*SHORT PROBLEM*:
Copy the rows from the line holding "# point at: wooden railing" through the end of the rows, inclusive, switching "handrail" to "banister" and keeping everything else the same. Leave the pictures out.

*DATASET ROWS*:
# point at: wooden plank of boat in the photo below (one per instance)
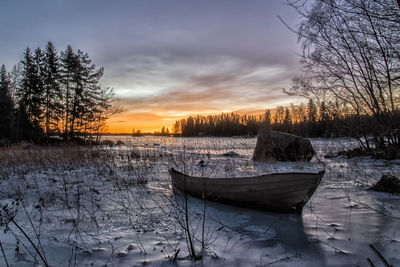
(278, 192)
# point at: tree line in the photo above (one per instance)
(351, 55)
(313, 119)
(50, 94)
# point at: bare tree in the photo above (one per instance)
(351, 53)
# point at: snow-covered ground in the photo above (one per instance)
(114, 206)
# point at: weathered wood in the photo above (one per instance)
(279, 192)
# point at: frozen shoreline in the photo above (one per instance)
(136, 221)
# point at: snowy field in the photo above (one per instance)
(114, 206)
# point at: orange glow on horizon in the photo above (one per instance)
(151, 122)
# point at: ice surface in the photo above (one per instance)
(122, 220)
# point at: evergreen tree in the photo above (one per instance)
(287, 121)
(6, 105)
(27, 126)
(52, 90)
(69, 65)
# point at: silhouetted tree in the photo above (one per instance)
(52, 93)
(6, 105)
(352, 54)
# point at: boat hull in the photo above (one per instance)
(278, 192)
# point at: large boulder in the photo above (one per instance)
(280, 146)
(388, 183)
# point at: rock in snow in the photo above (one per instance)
(282, 147)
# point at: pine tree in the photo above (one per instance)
(52, 90)
(6, 105)
(311, 111)
(287, 121)
(68, 67)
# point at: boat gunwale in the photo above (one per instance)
(173, 170)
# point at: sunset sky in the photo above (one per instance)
(167, 59)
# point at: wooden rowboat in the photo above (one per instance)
(278, 192)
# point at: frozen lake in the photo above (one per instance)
(121, 222)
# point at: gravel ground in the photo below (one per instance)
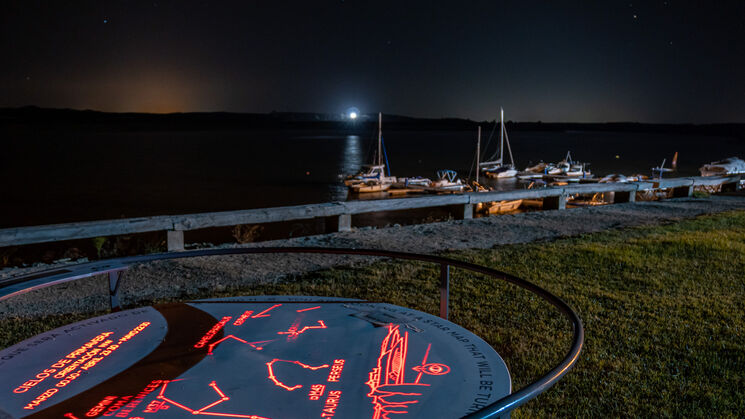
(166, 279)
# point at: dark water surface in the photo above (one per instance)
(54, 177)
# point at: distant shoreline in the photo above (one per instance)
(39, 118)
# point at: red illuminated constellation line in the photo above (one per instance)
(201, 411)
(390, 373)
(430, 369)
(269, 366)
(293, 332)
(255, 345)
(263, 313)
(308, 309)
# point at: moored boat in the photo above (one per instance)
(728, 166)
(373, 178)
(496, 168)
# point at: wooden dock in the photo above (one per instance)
(175, 225)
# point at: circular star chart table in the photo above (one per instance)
(260, 357)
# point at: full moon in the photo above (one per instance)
(353, 113)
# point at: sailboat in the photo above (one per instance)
(659, 170)
(569, 168)
(373, 177)
(497, 168)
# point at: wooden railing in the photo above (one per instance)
(175, 225)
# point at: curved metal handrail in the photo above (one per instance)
(15, 286)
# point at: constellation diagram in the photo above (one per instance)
(203, 410)
(390, 392)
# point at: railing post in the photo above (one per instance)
(555, 202)
(624, 196)
(345, 222)
(444, 289)
(683, 191)
(114, 282)
(175, 240)
(467, 211)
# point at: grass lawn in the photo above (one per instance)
(663, 311)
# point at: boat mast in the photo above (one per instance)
(478, 154)
(501, 136)
(509, 148)
(380, 138)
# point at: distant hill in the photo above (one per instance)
(41, 118)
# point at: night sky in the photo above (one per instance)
(573, 61)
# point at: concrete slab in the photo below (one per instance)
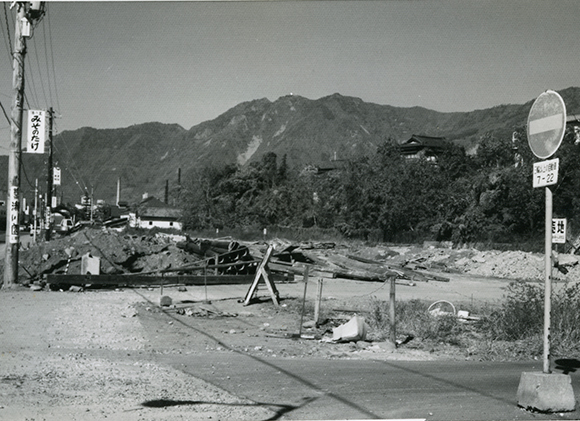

*REPLY*:
# point at: wooden railing in the photo above (one per instance)
(175, 225)
# point at: curved metal banister in the photo above (one per instance)
(15, 286)
# point at: constellation diagram in the photo above (one per instance)
(203, 410)
(390, 392)
# point at: railing post in the photo above (one per instance)
(555, 202)
(624, 196)
(345, 222)
(444, 289)
(683, 191)
(114, 282)
(175, 240)
(467, 211)
# point at: grass lawn in the photo above (one per instance)
(663, 311)
# point at: boat mast in the photo above (one per instance)
(478, 154)
(501, 136)
(509, 148)
(380, 138)
# point at: distant hill in the photo above (one per instance)
(41, 118)
# point at: night sky in the photo above (one per instance)
(573, 61)
# point at: concrete slab in the photo below (one per instance)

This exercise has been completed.